TEXT EXCERPT:

>>>>

Back

Time to start betting back to regular operations around here, I think. It was good to take some time off, and I thank all of you who visit here regularly for your patience. I’ll confess that it’s been a little harder lately for me to keep to daily blogging; I’ve had many distractions, and I do feel occasionally that I’ve already said everything I have to say. (I’m sure I will get over it.)

Readers may have noticed that this website was down again for a while on Friday. I thought it was Bluehost coming after me again (as they seem to have done a few weeks ago, the day after I remarked on Twitter that their service wasn’t what it used to be). But when I called them this time I was immediately connected to a very helpful representative, who explained that I had come under a spam attack. I was already using a spam filter, but in order to get the site back up I had to activate a “Captcha” plugin as a bulwark against spam-bots. This means, dear readers, that you will have to demonstrate your humanity in order to comment. (That said, I’m sure that my left-leaning critics will be surprised that the thing lets me post anything at all.) Sorry for the inconvenience, but such are the times.

<<<<

EXTRACTED RECORDS:
>>>>

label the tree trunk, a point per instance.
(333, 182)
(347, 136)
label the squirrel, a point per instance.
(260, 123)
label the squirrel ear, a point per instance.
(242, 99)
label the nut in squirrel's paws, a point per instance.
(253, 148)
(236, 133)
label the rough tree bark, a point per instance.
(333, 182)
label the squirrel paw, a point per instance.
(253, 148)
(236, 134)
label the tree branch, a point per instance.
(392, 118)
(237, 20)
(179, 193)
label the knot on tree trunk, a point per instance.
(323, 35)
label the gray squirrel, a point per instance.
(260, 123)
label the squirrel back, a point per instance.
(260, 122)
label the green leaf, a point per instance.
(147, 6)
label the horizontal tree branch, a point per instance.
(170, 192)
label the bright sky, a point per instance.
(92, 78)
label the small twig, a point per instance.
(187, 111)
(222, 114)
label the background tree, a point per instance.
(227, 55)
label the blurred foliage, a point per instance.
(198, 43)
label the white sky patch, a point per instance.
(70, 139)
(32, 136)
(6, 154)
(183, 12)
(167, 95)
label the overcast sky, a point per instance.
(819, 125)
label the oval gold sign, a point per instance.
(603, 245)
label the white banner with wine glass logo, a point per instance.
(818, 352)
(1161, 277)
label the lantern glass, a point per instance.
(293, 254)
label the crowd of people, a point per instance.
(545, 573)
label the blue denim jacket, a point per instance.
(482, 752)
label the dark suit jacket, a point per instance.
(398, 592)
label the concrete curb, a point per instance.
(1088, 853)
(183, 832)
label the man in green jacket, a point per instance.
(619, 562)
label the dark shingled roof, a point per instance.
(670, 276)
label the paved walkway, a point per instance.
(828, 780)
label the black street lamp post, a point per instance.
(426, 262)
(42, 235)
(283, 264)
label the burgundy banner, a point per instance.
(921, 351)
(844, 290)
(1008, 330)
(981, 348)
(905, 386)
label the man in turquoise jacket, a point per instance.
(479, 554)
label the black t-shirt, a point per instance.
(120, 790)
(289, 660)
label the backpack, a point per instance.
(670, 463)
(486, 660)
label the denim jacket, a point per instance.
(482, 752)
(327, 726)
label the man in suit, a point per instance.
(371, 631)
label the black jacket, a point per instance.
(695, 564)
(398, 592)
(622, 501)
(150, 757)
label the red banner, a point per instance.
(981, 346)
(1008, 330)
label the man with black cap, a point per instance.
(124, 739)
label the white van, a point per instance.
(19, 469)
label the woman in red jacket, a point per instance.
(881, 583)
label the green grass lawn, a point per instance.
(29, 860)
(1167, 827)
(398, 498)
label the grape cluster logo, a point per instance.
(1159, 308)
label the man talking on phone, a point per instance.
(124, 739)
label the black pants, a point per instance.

<<<<

THINGS TO DO:
1 – In one to three sentences, explain why readers of the blog post must now prove they are human before they can comment.
2 – Proceed with the blog post about returning to regular blogging, picking up right after its final sentence.
The lines above are separate material, unrelated to the blog post.

ANSWERS BELOW:
1 – The site came under a spam attack and went down on Friday. To get it back up, the author had to activate a "Captcha" plugin as a bulwark against spam-bots, even though a spam filter was already in use. That plugin requires commenters to demonstrate their humanity.

2 –
One of the reasons that I’ve been less inclined to write much is that I feel the need, for now at least, to read and think more, and to say less. I’ve got a stack of books I want to get to, and there are only so many hours in the day. Another reason is that I’ve been focusing a lot of attention lately on music and recording, which I’ve neglected for too long. (I’ve been putting together a mixing room, and have been catching up on recent audio technology.)

Among the books I’ve been reading is Forrest McDonald’s Novus Ordo Seclorum (1985), a truly outstanding account of the historical and intellectual origins of the Constitution. Mr. McDonald, who died earlier this year, was Professor of History at the University of Alabama. He was also an extraordinarily diligent scholar, a witty and engaging writer, and a staunch conservative. If you want to understand how the Framers meant this nation to work, and why, you will find no better source.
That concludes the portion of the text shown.